(DOCUMENT TEXT begins)

I stabilize my data with rlog and then plot PCA with the DESeq proposed method.
dds = DESeqDataSetFromMatrix(countData=histone_m, colData=Design, design=~condition)
cds=estimateSizeFactors(dds)
met = rlog(dds)
data <- plotPCA(met, intgroup=c("condition"), returnData=TRUE)
percentVar <- round(100 * attr(data, "percentVar"))
myPlot = ggplot(data, aes(PC1, PC2, color=name)) +
geom_point(size=3) +
xlab(paste0("PC1: ",percentVar[1],"% variance")) +
ylab(paste0("PC2: ",percentVar[2],"% variance"))
Then I decided to do a normal pca from r:
met =assay(met)
pca<- prcomp(t(met))
screeplot_percent(pca)
col=c("red","pink","black","blue")
idx <- seq_len(3)
print(splom(pca$x[,idx], col=col,pch=19))
Function for screeplot:
screeplot_percent <- function(x, npcs = min(10, length(x$sdev)), ...) {
idx <- seq_len(npcs)
sum_var <- sum(x$sdev ^ 2)
vars <- 100 * (x$sdev[idx] ^ 2 / sum_var)
cumvar <- cumsum(vars)
barplot(vars, width = 0.9, space = 0.1, names.arg = idx, ylim = c(0, 100),
xlab = "Principal Component", ylab = "Percent Variance",
xaxp = c(1, npcs, npcs - 1), las = 1)
lines(x = idx - 0.5, y = cumvar, type = "b", lty = 2)
legend("bottomright", legend = c("Proportion", "Cumulative"), lty = c(1, 2),
pch = c(19, 1))

(DOCUMENT TEXT ends)

> WORK REQUIRED:
For each statement, decide whether it agrees with the post on PCA in R. Answer yes or no and quote the words from the post that settle it.
1. The rlog-transformed data are passed to plotPCA with "condition" as the grouping variable.
2. In the ggplot call, the points are colored by condition.
3. By default, the scree plot function shows no more than 10 principal components.
This listing comes from a source unrelated to the post.

(GIVEN DATA begins)

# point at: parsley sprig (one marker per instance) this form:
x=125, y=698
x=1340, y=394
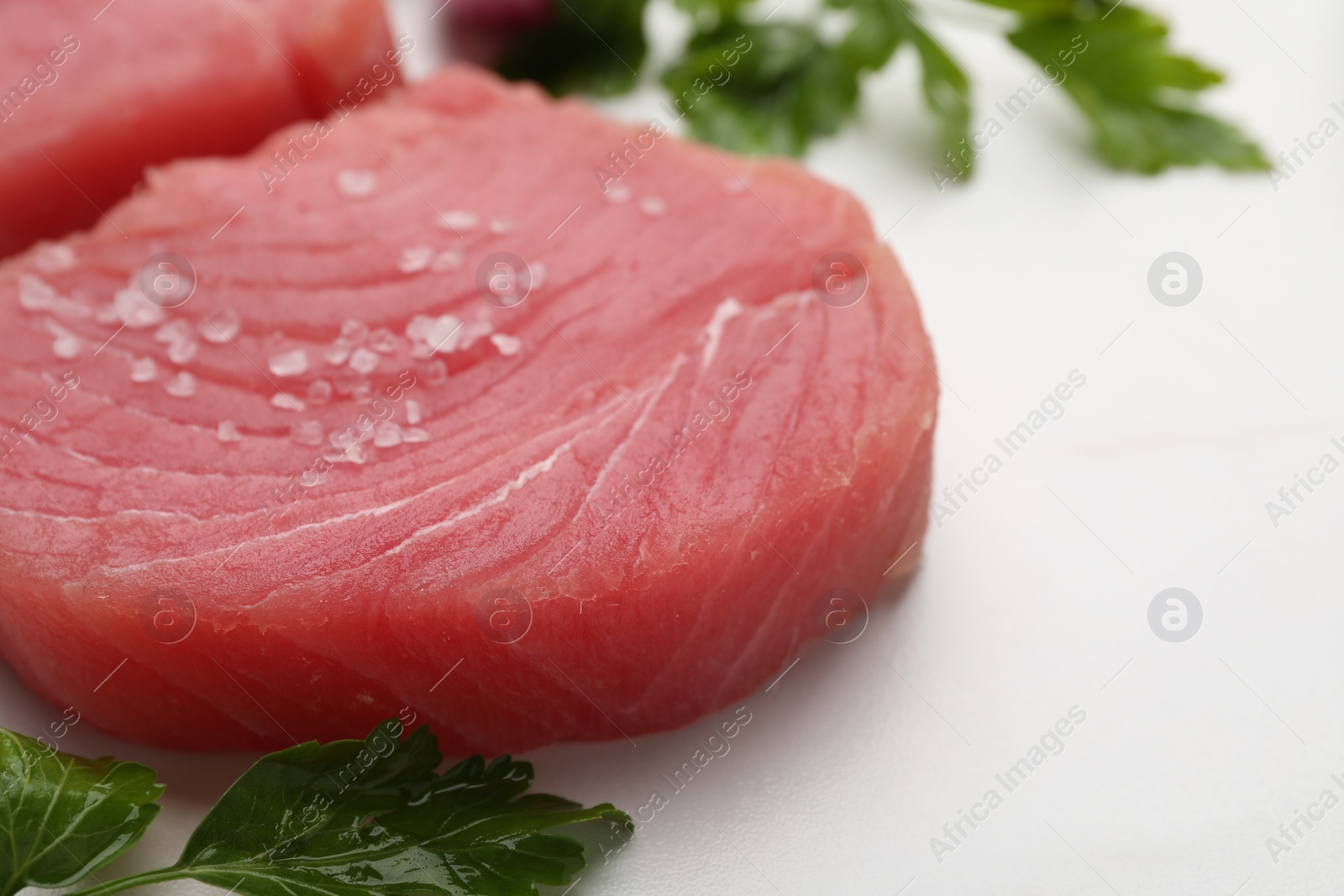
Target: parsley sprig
x=799, y=81
x=346, y=819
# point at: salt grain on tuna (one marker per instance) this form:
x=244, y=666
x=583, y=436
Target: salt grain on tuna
x=134, y=309
x=143, y=369
x=35, y=293
x=338, y=352
x=382, y=340
x=387, y=434
x=356, y=184
x=289, y=363
x=181, y=385
x=443, y=336
x=221, y=327
x=416, y=259
x=363, y=360
x=319, y=391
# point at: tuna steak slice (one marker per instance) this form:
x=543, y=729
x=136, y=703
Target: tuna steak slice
x=92, y=92
x=456, y=421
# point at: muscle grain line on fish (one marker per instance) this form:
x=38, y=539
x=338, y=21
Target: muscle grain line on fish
x=44, y=74
x=42, y=411
x=288, y=160
x=716, y=410
x=656, y=129
x=343, y=443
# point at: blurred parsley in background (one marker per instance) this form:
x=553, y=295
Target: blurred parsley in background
x=796, y=81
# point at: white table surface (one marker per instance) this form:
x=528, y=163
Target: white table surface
x=1032, y=598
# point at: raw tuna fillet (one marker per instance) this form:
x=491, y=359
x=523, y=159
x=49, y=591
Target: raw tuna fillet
x=92, y=92
x=460, y=419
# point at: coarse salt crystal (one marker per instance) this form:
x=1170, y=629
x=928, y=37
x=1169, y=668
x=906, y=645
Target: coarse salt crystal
x=507, y=344
x=472, y=331
x=338, y=352
x=286, y=402
x=181, y=385
x=356, y=184
x=66, y=345
x=363, y=360
x=444, y=335
x=136, y=311
x=221, y=327
x=319, y=391
x=289, y=363
x=416, y=259
x=143, y=369
x=382, y=340
x=459, y=219
x=35, y=293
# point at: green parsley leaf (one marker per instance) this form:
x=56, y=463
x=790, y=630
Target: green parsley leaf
x=360, y=817
x=593, y=46
x=796, y=85
x=62, y=817
x=761, y=87
x=879, y=29
x=1136, y=94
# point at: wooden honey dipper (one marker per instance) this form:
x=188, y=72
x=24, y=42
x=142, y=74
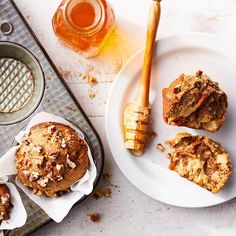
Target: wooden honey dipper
x=137, y=115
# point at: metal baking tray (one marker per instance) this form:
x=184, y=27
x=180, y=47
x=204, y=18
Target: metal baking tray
x=57, y=99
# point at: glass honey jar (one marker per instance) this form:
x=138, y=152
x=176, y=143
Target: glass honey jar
x=85, y=25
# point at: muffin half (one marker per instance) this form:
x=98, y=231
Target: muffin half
x=200, y=160
x=195, y=102
x=51, y=159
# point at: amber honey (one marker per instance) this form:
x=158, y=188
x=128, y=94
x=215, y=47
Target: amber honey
x=85, y=25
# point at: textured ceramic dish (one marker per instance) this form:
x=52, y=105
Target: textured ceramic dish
x=23, y=80
x=173, y=56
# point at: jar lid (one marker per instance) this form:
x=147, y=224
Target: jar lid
x=97, y=22
x=22, y=83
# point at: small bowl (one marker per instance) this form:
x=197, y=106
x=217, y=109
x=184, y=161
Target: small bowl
x=28, y=60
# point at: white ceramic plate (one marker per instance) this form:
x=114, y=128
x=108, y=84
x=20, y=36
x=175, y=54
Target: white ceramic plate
x=174, y=55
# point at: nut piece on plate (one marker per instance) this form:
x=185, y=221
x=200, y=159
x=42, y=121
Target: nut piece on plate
x=5, y=203
x=200, y=160
x=195, y=102
x=51, y=159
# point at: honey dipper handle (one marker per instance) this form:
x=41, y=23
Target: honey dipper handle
x=153, y=21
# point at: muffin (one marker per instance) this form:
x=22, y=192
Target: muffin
x=194, y=101
x=51, y=158
x=200, y=160
x=5, y=203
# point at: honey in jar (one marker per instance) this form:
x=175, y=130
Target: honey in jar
x=85, y=25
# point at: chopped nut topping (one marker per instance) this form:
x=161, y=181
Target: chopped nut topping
x=1, y=215
x=59, y=178
x=58, y=167
x=199, y=73
x=53, y=152
x=51, y=176
x=160, y=147
x=43, y=182
x=63, y=143
x=4, y=199
x=51, y=129
x=25, y=174
x=92, y=80
x=37, y=149
x=48, y=166
x=37, y=192
x=177, y=89
x=70, y=163
x=95, y=217
x=33, y=175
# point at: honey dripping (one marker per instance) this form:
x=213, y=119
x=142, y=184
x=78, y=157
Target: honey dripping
x=85, y=25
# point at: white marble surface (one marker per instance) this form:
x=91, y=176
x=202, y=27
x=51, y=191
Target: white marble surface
x=128, y=211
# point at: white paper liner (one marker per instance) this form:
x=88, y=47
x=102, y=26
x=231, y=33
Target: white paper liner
x=18, y=214
x=57, y=207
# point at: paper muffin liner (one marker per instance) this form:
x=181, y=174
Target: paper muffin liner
x=57, y=207
x=18, y=213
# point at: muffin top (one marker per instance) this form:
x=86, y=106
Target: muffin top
x=5, y=203
x=51, y=158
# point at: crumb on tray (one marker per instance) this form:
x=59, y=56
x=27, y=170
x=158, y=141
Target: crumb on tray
x=95, y=217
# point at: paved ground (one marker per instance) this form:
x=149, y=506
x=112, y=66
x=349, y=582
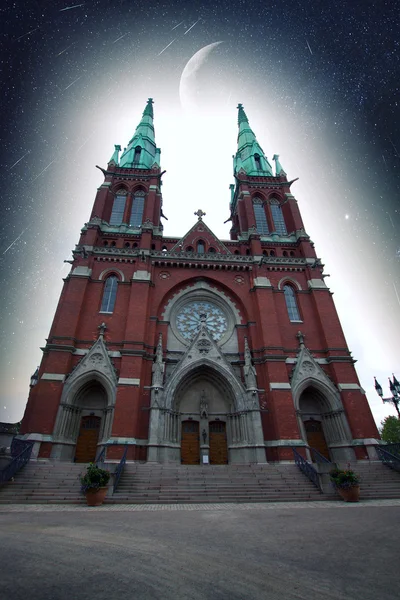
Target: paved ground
x=201, y=552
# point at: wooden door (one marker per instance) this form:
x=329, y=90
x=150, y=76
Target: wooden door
x=316, y=438
x=86, y=446
x=190, y=443
x=218, y=443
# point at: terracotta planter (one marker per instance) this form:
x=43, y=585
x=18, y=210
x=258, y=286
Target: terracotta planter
x=351, y=494
x=96, y=497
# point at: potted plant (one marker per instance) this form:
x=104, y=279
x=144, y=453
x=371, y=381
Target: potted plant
x=94, y=485
x=347, y=484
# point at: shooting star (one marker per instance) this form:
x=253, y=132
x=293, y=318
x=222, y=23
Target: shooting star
x=397, y=296
x=25, y=34
x=65, y=49
x=19, y=160
x=15, y=241
x=176, y=26
x=45, y=169
x=71, y=7
x=167, y=47
x=72, y=83
x=120, y=38
x=187, y=31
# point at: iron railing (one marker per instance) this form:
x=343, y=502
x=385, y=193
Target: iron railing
x=307, y=468
x=388, y=459
x=392, y=448
x=21, y=451
x=119, y=470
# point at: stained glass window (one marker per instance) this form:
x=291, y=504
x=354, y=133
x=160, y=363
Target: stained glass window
x=110, y=294
x=291, y=303
x=279, y=221
x=191, y=315
x=261, y=219
x=117, y=213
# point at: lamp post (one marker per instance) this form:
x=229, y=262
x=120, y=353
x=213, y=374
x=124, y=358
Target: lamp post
x=395, y=389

(GIVEN DATA ends)

> SOLUTION FOR THIS TASK:
1. Yes: "data <- plotPCA(met, intgroup=c("condition"), returnData=TRUE)"
2. No: "aes(PC1, PC2, color=name)"
3. Yes: "npcs = min(10, length(x$sdev))"